--- SELECTED TEXT ---

As China asserts its influence within the SCO, the interplay of geopolitics becomes increasingly visible
The Shanghai Cooperation Organisation or SCO held its 24th meeting for heads of State this week. Prime Minister Narendra Modi, otherwise known for promoting Bharat to crucial allies at bilateral and multilateral forums, skipped this regional dialogue citing parliamentary responsibilities back home. However, many also point out that, the frosty relationship with Pakistan and China both of whose top leadership were present for the SCO summit, was one of the reasons PM Modi avoided travelling to Astana in Kazakhstan. India was represented by External Affairs Minister S Jaishankar for the summit, where he held separate bilateral meetings with several SCO Central Asian member countries.
The SCO as a Eurasian intergovernmental group was announced in China in June 2001. India and Pakistan joined the SCO as full members in 2017. Currently, SCO has 9 member states, 3 observer states and 14 dialogue partners, which represent an entire swathe of emerging economic geographies, that occupy the theatre of current geopolitical developments. Russia and China along with four neighbouring Central Asian states form the founding members. However with Iran later joining in as a member state along with Kuwait, Qatar, Egypt, Saudi Arabia, Turkey, Bahrain, Myanmar, and Maldives as dialogue partners, one can see why, SCO is an important platform for shaping the current geo-political landscape.

--- PROVIDED DATA ---

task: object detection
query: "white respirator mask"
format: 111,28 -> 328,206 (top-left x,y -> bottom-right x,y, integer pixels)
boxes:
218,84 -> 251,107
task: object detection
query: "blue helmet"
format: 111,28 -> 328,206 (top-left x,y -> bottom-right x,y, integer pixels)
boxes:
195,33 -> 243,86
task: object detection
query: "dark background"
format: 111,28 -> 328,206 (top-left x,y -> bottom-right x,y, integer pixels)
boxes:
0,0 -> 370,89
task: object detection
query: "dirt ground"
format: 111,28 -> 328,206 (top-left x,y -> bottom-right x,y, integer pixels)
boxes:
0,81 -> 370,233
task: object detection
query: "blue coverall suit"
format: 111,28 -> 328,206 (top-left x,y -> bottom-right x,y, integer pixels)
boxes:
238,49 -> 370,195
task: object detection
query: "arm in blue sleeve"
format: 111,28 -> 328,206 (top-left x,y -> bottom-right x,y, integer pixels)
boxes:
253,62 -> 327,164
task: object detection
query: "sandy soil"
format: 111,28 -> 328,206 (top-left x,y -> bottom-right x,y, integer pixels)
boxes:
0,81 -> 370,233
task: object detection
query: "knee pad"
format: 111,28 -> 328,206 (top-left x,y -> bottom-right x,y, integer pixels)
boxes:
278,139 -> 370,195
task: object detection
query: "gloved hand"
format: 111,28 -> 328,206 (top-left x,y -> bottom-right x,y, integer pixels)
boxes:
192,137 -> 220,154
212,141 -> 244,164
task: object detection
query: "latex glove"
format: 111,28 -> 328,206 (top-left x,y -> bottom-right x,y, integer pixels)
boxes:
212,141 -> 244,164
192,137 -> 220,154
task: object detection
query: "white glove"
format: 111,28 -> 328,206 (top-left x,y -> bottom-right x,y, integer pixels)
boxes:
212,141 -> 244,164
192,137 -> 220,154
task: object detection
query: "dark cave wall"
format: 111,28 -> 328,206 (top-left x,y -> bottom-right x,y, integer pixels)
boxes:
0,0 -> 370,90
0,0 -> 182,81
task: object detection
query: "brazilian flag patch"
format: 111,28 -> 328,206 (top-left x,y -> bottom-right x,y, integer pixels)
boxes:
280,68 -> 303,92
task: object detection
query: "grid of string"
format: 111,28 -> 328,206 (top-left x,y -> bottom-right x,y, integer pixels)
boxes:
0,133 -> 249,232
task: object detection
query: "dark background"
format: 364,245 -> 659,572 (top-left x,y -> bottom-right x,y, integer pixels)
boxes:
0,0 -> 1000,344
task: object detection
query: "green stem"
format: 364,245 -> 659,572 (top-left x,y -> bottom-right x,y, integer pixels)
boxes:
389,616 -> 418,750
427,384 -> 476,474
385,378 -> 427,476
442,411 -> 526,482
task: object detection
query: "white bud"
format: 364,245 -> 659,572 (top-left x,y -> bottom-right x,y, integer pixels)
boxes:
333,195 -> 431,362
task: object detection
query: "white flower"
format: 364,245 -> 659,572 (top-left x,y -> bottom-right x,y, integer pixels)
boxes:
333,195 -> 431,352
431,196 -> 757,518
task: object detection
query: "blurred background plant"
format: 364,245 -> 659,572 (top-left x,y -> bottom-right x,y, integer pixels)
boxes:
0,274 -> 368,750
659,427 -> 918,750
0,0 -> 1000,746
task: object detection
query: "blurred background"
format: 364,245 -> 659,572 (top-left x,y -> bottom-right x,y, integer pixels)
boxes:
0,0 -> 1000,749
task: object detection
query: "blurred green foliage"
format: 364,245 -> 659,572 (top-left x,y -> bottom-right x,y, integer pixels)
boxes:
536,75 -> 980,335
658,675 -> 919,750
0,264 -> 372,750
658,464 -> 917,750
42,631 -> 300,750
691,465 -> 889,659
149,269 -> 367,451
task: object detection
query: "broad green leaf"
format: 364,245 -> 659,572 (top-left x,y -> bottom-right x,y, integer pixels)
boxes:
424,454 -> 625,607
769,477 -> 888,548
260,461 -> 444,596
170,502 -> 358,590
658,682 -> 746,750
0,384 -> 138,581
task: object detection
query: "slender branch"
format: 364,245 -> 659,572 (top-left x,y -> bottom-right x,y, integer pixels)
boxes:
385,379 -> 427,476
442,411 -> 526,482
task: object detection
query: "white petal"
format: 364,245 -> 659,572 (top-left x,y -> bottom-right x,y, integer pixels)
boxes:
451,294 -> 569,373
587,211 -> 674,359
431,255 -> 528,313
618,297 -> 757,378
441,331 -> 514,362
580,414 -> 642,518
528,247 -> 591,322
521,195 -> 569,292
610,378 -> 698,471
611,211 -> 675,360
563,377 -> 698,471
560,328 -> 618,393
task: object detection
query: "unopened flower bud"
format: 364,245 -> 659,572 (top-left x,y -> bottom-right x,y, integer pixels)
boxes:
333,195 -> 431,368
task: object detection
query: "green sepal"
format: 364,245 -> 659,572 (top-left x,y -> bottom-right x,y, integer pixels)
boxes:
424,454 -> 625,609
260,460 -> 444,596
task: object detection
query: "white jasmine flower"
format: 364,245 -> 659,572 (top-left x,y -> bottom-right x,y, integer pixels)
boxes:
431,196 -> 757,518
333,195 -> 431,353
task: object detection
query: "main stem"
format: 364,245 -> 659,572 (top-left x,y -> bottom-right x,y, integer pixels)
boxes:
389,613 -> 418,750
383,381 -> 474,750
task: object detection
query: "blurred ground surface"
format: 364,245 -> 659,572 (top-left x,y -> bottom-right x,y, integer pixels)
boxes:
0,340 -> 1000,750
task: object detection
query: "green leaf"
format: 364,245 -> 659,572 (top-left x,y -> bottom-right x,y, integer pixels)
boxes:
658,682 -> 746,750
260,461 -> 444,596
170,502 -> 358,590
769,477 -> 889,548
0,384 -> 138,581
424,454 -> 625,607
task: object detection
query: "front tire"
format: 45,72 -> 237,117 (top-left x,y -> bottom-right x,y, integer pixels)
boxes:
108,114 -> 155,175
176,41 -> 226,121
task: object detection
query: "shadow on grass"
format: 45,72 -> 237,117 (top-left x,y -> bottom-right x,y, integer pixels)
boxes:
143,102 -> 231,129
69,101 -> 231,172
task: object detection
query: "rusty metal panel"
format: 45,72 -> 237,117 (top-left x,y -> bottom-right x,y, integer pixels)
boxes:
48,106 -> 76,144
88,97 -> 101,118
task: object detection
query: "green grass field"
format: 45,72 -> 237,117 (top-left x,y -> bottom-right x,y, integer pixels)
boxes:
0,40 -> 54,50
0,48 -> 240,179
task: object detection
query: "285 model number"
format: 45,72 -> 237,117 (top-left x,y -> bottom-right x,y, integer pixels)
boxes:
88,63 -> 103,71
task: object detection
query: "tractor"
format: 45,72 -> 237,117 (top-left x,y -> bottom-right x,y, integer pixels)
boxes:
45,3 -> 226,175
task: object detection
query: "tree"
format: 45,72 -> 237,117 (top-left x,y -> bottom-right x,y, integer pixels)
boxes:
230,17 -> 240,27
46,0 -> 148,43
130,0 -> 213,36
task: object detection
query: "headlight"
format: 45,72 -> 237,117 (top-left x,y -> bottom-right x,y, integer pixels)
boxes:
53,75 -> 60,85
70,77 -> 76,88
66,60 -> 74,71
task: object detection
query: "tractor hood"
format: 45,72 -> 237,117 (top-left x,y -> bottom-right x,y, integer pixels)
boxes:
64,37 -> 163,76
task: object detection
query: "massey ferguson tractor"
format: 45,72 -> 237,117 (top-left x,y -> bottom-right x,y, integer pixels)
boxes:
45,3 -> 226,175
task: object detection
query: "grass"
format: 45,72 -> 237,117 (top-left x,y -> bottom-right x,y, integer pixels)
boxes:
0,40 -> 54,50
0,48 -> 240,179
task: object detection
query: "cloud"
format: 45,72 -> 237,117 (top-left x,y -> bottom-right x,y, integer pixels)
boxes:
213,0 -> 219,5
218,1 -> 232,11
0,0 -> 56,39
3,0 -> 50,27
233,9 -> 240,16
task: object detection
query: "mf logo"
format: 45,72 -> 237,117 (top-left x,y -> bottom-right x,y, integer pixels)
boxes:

---

- _STATED TASK 1_
In the SCO article, restate the paragraph beginning "The SCO as a Eurasian intergovernmental group" in more concise form, retaining its principal facts.
- _STATED TASK 2_
Quote the passage of the SCO article starting at "As China asserts" and ending at "Asian member countries.".

- _TASK RESULT 1_
Announced in China in June 2001, the SCO is a Eurasian intergovernmental group founded by Russia, China and four neighboring Central Asian states. India and Pakistan became full members in 2017. It now has 9 member states, 3 observer states and 14 dialogue partners, spanning emerging economic regions at the center of current geopolitics. Iran later joined as a member state, and Kuwait, Qatar, Egypt, Saudi Arabia, Turkey, Bahrain, Myanmar and Maldives joined as dialogue partners. This makes the SCO an important platform in shaping the geopolitical landscape.

- _TASK RESULT 2_
As China asserts its influence within the SCO, the interplay of geopolitics becomes increasingly visible
The Shanghai Cooperation Organisation or SCO held its 24th meeting for heads of State this week. Prime Minister Narendra Modi, otherwise known for promoting Bharat to crucial allies at bilateral and multilateral forums, skipped this regional dialogue citing parliamentary responsibilities back home. However, many also point out that, the frosty relationship with Pakistan and China both of whose top leadership were present for the SCO summit, was one of the reasons PM Modi avoided travelling to Astana in Kazakhstan. India was represented by External Affairs Minister S Jaishankar for the summit, where he held separate bilateral meetings with several SCO Central Asian member countries.